:: Requirement ::
Reproduce the listing below, changing every "turquoise water" to "teal water" and leaving the rest as it is.
[Start of Information shown]
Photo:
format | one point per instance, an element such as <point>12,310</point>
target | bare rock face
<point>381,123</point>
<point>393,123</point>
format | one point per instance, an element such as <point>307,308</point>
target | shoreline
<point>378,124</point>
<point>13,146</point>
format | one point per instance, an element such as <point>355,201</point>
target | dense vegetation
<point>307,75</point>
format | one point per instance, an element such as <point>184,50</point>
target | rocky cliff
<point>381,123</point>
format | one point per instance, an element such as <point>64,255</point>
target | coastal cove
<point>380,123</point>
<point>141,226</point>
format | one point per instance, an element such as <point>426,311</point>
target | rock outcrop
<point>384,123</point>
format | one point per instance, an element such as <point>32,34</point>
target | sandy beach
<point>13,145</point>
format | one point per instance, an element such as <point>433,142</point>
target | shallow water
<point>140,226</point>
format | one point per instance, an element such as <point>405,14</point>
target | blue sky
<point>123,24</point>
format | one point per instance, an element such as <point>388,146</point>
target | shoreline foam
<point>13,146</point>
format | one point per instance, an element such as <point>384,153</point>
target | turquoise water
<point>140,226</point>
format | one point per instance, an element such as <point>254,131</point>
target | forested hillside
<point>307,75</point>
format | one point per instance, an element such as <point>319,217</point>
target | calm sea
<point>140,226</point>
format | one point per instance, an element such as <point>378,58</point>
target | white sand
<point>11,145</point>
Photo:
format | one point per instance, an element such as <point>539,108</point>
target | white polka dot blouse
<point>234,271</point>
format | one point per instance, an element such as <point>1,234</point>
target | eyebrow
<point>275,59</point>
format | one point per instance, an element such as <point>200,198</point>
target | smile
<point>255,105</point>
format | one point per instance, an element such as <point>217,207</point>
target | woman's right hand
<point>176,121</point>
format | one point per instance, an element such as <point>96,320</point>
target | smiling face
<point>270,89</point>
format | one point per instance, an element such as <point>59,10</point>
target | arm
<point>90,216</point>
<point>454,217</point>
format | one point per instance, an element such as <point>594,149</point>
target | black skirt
[End of Information shown]
:: Finished exercise ::
Photo:
format | one point per instance, an element such as <point>12,310</point>
target | bare rock face
<point>381,123</point>
<point>393,123</point>
format | one point per instance, an element such as <point>307,308</point>
target | shoreline
<point>378,124</point>
<point>13,146</point>
format | one point per instance, an element such as <point>355,201</point>
target | dense vegetation
<point>307,75</point>
format | one point per instance, an element such as <point>184,50</point>
target | rocky cliff
<point>381,123</point>
format | one point per instance, an element such as <point>64,255</point>
target | coastal cove
<point>380,123</point>
<point>141,226</point>
format | one point per instance, an element such as <point>426,311</point>
target | rock outcrop
<point>384,123</point>
format | one point per instance, an element such as <point>32,34</point>
target | sandy beach
<point>13,145</point>
format | one point per instance, an element such as <point>433,142</point>
target | shallow water
<point>140,226</point>
format | one point per instance, an element such as <point>405,14</point>
target | blue sky
<point>123,24</point>
format | one point per instance, an element such as <point>388,146</point>
target | shoreline foam
<point>13,146</point>
format | one point per instance, an element such as <point>384,153</point>
target | teal water
<point>140,226</point>
format | one point per instance, an element such as <point>254,131</point>
target | forested hillside
<point>307,75</point>
format | one point per instance, an element such as <point>319,217</point>
target | calm sea
<point>140,226</point>
format | one point per instance, an element such as <point>378,58</point>
target | white sand
<point>11,145</point>
Photo:
format | one point per instance, an element such as <point>539,108</point>
target | white polka dot blouse
<point>234,271</point>
format | one point per instance, an element such as <point>1,234</point>
target | eyebrow
<point>275,59</point>
format | one point per instance, an element such as <point>200,198</point>
target | smile
<point>255,105</point>
format | one point per instance, an element such as <point>217,207</point>
target | woman's right hand
<point>176,121</point>
format | one point per instance, an element such as <point>96,320</point>
target | smiling face
<point>270,89</point>
format | one point per instance, an element such as <point>59,10</point>
target | arm
<point>90,216</point>
<point>454,217</point>
format | one point per instance, an element such as <point>594,149</point>
target | black skirt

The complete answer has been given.